• Work to be completed
Continue the forum discussion comparing Zen Archer and fighter archer builds, picking up right after its last sentence.

• Source passage
Fighter is probably going to win out overall as far as raw pew pew is concerned.

Warrior spirit
Tons of feats for a feat starved fighting style
Focused weapon
Gloves of dueling.

Honorable mention to Divine (ilsurian) marksman ranger archetype for making favored enemy help vs anything you fight but its probably not going to beat bane from warrior spirit.

It's not as pronounced as you might think. With class abilities and bonus feats, the Zen Archer actually gets more feats than a fighter up to level 11 I believe.

In terms of who's winning the DPR Olympics it won't be the Zen Archer, but there are things the Zen Archer can do that aren't quantifiable and are often dismissed. Cover and Concealment are circumstantial so aren't included in any formulas, but I would bet it is an issue in 90-99% of combats. Having Improved Precise Shot at 6th Level is HUGE.

This post from Porpentine really does a great job of breaking down the differences between Zen Archer and Fighter.

The Inquisitor is an interesting idea, I've never played one, but their abilities seem limited uses per day so not sure how sustained it would be.

If you know you'll be facing Undead the majority of the time, it'll be hard to beat the Ranger.

Spoiler:

Porpentine wrote:


The best archer, at almost any level you care to mention, is the zen archer.

15th level isn't particularly favourable, but Ravingdork posts a solid fighter archer at that level way up above (Dayer) - and presents him beautifully too - so here's a zen archer at that level for direct comparison. Note that Lyu is built with 20pb, Dayer with (as far as I can tell) 26pb.

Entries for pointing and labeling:

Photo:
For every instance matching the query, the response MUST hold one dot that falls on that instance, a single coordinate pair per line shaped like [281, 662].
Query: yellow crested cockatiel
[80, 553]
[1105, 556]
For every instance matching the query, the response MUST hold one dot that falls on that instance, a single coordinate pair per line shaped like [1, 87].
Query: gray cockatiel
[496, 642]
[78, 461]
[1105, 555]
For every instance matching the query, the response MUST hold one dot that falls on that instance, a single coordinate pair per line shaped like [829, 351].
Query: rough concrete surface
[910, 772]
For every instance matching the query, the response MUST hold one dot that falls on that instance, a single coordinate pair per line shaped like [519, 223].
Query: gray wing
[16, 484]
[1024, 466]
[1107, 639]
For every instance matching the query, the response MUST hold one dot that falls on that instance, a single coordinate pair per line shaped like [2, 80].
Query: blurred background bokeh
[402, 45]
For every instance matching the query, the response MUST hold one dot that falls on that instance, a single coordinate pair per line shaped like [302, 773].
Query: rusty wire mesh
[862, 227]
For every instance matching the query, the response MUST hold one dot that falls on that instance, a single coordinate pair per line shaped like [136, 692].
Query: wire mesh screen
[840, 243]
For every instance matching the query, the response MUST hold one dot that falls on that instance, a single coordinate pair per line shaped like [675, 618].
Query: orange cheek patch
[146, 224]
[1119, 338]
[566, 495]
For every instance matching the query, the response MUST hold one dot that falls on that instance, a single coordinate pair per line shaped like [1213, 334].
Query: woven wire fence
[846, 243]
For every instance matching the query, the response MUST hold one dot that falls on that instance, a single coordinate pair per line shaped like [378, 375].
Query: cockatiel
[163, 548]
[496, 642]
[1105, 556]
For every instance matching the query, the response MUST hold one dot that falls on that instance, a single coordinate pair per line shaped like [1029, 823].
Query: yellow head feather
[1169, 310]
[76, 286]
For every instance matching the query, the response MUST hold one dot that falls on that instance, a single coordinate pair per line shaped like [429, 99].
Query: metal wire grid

• In response
Name: Lyu. Race: Human. Class/Level: Qinggong Zen Monk 15. Favoured Bonus: H∞. Age: 30. Height: 5’. Weight: 130lbs.
Pointbuy: 14/14/14/7/17/7 = 20

Strength: 14 (18). +4
Dexterity: 14 (18). +4
Constitution: 14 (18). +4
Intelligence: 7. -2
Wisdom: 22 (28). +9
Charisma: 7. -2

Hit Points: 161
Initiative: +8
Perception: +27
Speed: 80
Armour: 43, Touch: 33, Flatfooted: 38
Fort +18 (SR25), Ref +19 (SR25), Will +22 (SR25)

Base Attack: +11/+6/+1 Base Flurry: +13/+13/+8/+8/+3/+3
CMB: +15, CMD: 52
Fist base attack +15/+10/+5 (2d10+4, cold iron, magic, lawful)
Fist vital strike +15 (2d10+4d10+4 & ditto)
Bow base deadly attack +24/+19/+14 (1d8+18/19-20x3, -1 attack & damage beyond 30’, all DR bar epic)
Bow ki damage deadly vital strike +24 (2d10+4d10+18 & ditto)
Bow deadly flurry haste +27/+27/+22/+22/+17/+17 (1d8+18)
Bow ki damage deadly flurry haste +27/+27/+27/+22/+22/+17/+17 (2d10+18)

Traits: Resilient, Wisdom in the Flesh (Fly)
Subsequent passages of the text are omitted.